Work to be completed: Transcribe all of the material exactly. Any picture in it should be left out.

Exercise data:
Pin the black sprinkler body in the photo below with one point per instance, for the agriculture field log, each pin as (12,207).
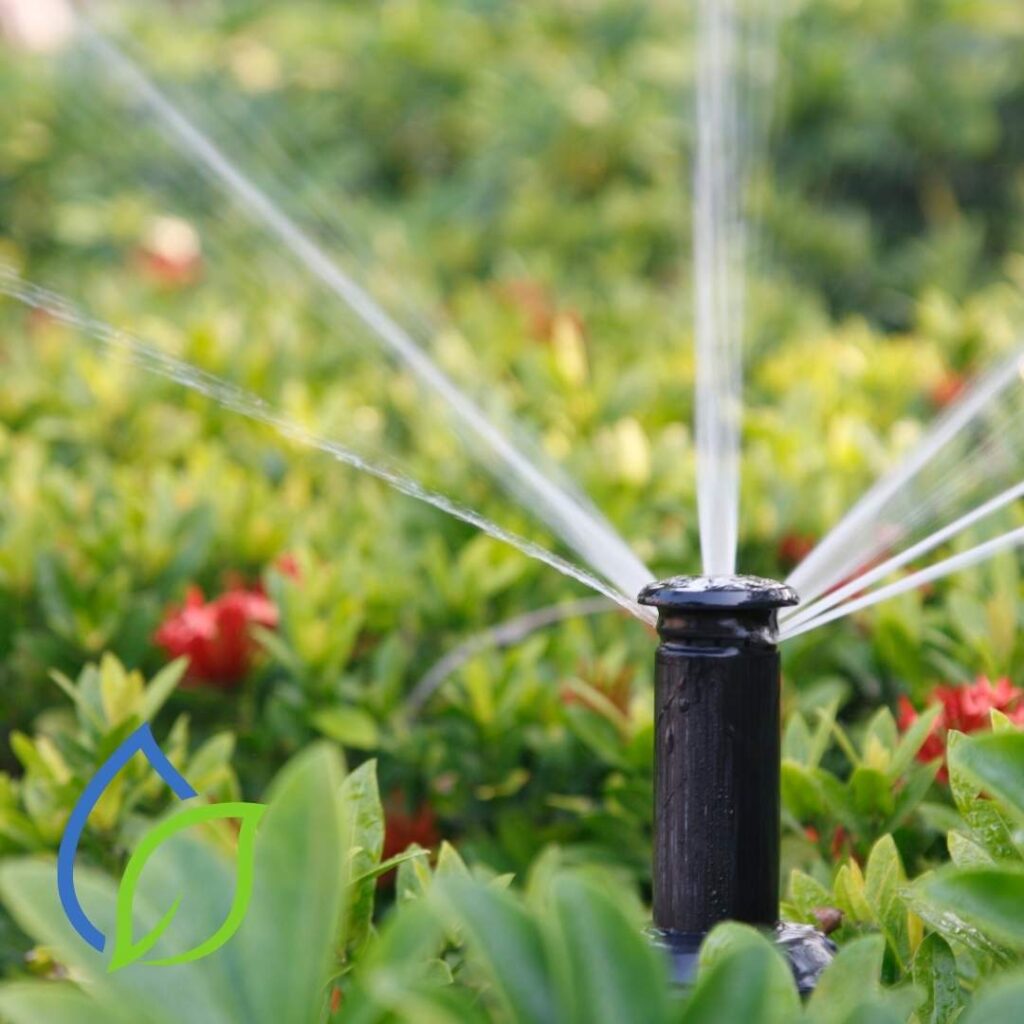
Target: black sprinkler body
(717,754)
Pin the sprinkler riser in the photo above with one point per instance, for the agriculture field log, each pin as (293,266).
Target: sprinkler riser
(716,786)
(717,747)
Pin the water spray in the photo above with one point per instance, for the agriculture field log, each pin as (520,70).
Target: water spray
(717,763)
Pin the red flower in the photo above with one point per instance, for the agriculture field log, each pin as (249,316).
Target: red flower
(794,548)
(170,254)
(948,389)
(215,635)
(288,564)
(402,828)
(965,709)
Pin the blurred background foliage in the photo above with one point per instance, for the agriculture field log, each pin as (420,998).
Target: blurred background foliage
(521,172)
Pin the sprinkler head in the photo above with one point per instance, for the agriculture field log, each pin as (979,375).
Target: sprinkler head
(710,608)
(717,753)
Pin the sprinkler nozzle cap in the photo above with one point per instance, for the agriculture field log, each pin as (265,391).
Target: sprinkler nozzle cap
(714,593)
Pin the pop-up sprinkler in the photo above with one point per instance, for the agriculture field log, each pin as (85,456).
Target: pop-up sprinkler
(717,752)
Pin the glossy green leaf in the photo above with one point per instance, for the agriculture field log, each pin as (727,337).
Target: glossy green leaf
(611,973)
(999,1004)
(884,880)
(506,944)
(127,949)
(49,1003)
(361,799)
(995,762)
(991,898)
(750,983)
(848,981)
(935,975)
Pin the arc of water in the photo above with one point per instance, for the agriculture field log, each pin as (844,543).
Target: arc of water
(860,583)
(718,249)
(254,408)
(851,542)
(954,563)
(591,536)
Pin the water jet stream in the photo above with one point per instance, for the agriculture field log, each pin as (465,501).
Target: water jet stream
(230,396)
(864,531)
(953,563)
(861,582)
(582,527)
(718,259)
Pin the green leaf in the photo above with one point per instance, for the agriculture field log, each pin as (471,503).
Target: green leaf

Answer to the problem:
Pin the black sprinkler body in the photo below with one point per instance, for the agriculture field log, each pin as (12,207).
Target: black sprinkler body
(717,754)
Pin the sprinkler riser in the photo above with one point per instance, for the agriculture field log, each pin as (293,266).
Target: sprinkler riser
(716,786)
(717,747)
Pin the water spray in the photo above with one point per instance, for the agriculture field log, each pin as (520,70).
Target: water spray
(717,763)
Pin the red flower in the photo above with one point per instance, for the agriculture field log, each pin as (249,316).
Target: red flower
(794,548)
(170,254)
(948,389)
(215,635)
(288,564)
(402,828)
(965,709)
Pin the blurred background foliage in the photo above with one point per instance, for the agriculture field log, each pin as (420,998).
Target: blurred background foliage
(521,172)
Pin the sprinkler head in the photo above with one point per instance, for the agriculture field log, each pin as (979,375).
Target: sprinkler head
(710,608)
(717,753)
Pin the sprinkler nozzle cap in the photo above with one point per instance, for the agriculture field log, each pin as (265,391).
Target: sprinkler nozzle cap
(714,593)
Pin the pop-up sprinkler in the photo above with one point per instance, for the agriculture field log, each pin as (85,456).
Target: pop-up sprinkler
(717,752)
Pin the glossy green leaf in the photo above with one point per instance, for the agriculture field log, each pin as (727,337).
Target: glossy green leaf
(611,973)
(999,1004)
(884,880)
(506,944)
(127,949)
(49,1003)
(361,799)
(995,762)
(991,898)
(750,983)
(848,981)
(935,975)
Pin the arc of water in the photo above with one point per instance, for the agriculture field log, each pin as (844,543).
Target: arc of water
(860,583)
(718,249)
(254,408)
(851,542)
(954,563)
(591,536)
Pin the water jet stream in the photo above with one point per instance, for the agriculture field log, each pin as (465,501).
Target: water jet stream
(230,396)
(864,531)
(953,563)
(861,582)
(582,527)
(718,259)
Pin the green leaf in the photo above with one point per instance, for the agriculture field log, each pin as (471,503).
Target: green leaf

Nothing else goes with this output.